#### Required action:
Can you reproduce word for word the part of the entries that opens at their start and closes with the line containing "253L91 264L102 267L106", including both ends? Leave the pictures out of your answer.

# # #

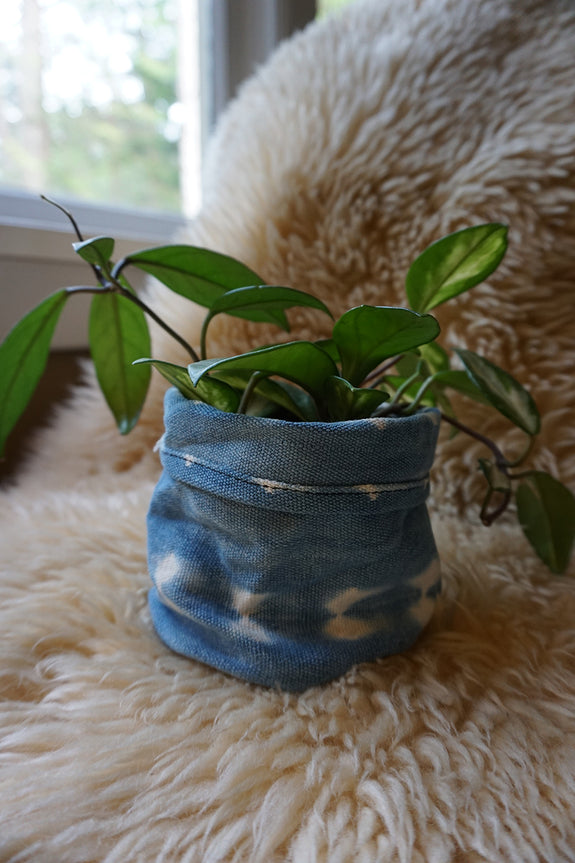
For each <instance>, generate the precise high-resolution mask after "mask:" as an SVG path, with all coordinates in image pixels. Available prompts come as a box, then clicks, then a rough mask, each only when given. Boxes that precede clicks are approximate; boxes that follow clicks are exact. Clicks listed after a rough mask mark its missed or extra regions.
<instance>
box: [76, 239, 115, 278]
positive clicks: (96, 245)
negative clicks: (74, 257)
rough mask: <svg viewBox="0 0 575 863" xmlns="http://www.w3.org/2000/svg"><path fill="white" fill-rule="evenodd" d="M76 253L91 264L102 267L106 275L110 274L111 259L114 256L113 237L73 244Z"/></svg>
mask: <svg viewBox="0 0 575 863" xmlns="http://www.w3.org/2000/svg"><path fill="white" fill-rule="evenodd" d="M72 245H73V247H74V251H75V252H76V254H77V255H80V257H81V258H83V260H85V261H87V262H88V263H89V264H95V265H96V266H97V267H100V268H101V269H102V270H103V271H104V273H106V274H108V275H109V273H110V259H111V257H112V255H113V254H114V240H113V239H112V237H93V238H92V239H91V240H84V241H83V242H82V243H72Z"/></svg>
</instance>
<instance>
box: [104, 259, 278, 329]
mask: <svg viewBox="0 0 575 863" xmlns="http://www.w3.org/2000/svg"><path fill="white" fill-rule="evenodd" d="M127 264H132V265H133V266H134V267H138V269H140V270H144V272H146V273H149V274H150V275H152V276H154V277H155V278H156V279H158V281H160V282H162V283H163V284H164V285H166V286H167V287H168V288H170V289H171V290H172V291H174V292H175V293H176V294H180V295H181V296H183V297H186V299H188V300H192V302H194V303H197V304H198V305H200V306H205V307H206V308H208V309H210V308H211V307H212V305H213V304H214V302H215V301H216V300H217V299H218V298H219V297H220V296H221V295H222V294H224V293H226V291H232V290H235V289H236V288H244V287H246V286H252V285H263V284H264V279H262V278H261V277H260V276H258V274H257V273H254V271H253V270H250V269H249V268H248V267H246V266H245V265H244V264H242V263H240V261H236V260H235V259H234V258H230V257H228V255H222V254H220V253H219V252H212V251H211V250H209V249H201V248H198V247H196V246H185V245H174V246H158V247H156V248H153V249H143V250H142V251H141V252H134V253H133V254H132V255H128V257H126V258H124V260H123V261H121V262H120V263H119V264H118V266H117V268H116V269H120V268H123V267H124V266H126V265H127ZM229 314H231V315H235V316H236V317H239V318H247V319H248V320H250V321H261V322H268V323H273V324H277V326H279V327H281V328H282V329H284V330H286V332H287V331H289V325H288V322H287V319H286V316H285V314H284V313H283V312H282V311H277V310H272V311H267V312H266V311H261V310H259V311H254V310H253V309H252V310H250V309H248V310H245V309H243V310H242V309H240V310H231V311H230V312H229Z"/></svg>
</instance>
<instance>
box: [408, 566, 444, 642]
mask: <svg viewBox="0 0 575 863" xmlns="http://www.w3.org/2000/svg"><path fill="white" fill-rule="evenodd" d="M439 572H440V564H439V559H438V558H437V557H436V558H435V559H434V560H432V561H431V563H430V564H429V566H428V567H427V569H424V570H423V572H422V573H420V574H419V575H418V576H416V578H414V579H413V580H412V581H411V582H410V584H411V585H413V587H418V588H419V589H420V590H421V598H420V599H419V602H418V603H417V604H416V605H414V606H413V607H412V608H410V609H409V613H410V615H411V616H412V617H414V618H415V620H417V622H418V623H419V624H420V625H421V626H425V624H426V623H427V622H428V621H429V619H430V617H431V615H432V614H433V609H434V608H435V599H436V598H435V596H427V592H428V590H429V589H430V588H431V587H433V585H434V584H436V582H437V580H438V578H439Z"/></svg>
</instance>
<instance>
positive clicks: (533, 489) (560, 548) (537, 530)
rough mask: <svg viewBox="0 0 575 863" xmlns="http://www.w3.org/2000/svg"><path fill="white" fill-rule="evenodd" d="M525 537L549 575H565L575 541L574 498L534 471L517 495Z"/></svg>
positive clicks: (535, 471) (528, 474)
mask: <svg viewBox="0 0 575 863" xmlns="http://www.w3.org/2000/svg"><path fill="white" fill-rule="evenodd" d="M516 500H517V516H518V518H519V523H520V524H521V527H522V528H523V531H524V532H525V536H526V537H527V539H528V540H529V542H530V543H531V545H532V546H533V548H534V549H535V551H536V552H537V554H538V555H539V557H540V558H541V560H542V561H543V562H544V563H546V564H547V566H548V567H549V569H550V570H551V571H552V572H556V573H562V572H565V570H566V569H567V566H568V564H569V558H570V556H571V549H572V548H573V541H574V540H575V497H574V496H573V494H572V492H571V491H570V490H569V489H568V488H567V487H566V486H565V485H563V483H561V482H559V480H557V479H555V478H554V477H552V476H550V475H549V474H548V473H545V472H544V471H533V472H532V473H529V474H528V475H527V476H526V477H524V478H523V479H522V480H521V483H520V485H519V486H518V488H517V491H516Z"/></svg>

# # #

#### Reply:
For each <instance>, generate the precise high-resolution mask after "mask:" as an SVG path, with all coordinates in image pixels. Available prompts come as a box, then clicks, then a rough mask, each only when given. Boxes that precede clicks are approximate; boxes that follow clicks are exact. Clicks listed after a rough mask mark its missed or extra regions.
<instance>
box: [76, 239, 115, 278]
positive clicks: (96, 245)
negative clicks: (74, 257)
rough mask: <svg viewBox="0 0 575 863" xmlns="http://www.w3.org/2000/svg"><path fill="white" fill-rule="evenodd" d="M76 253L91 264L102 267L106 275L110 274L111 259L114 256L113 237L73 244Z"/></svg>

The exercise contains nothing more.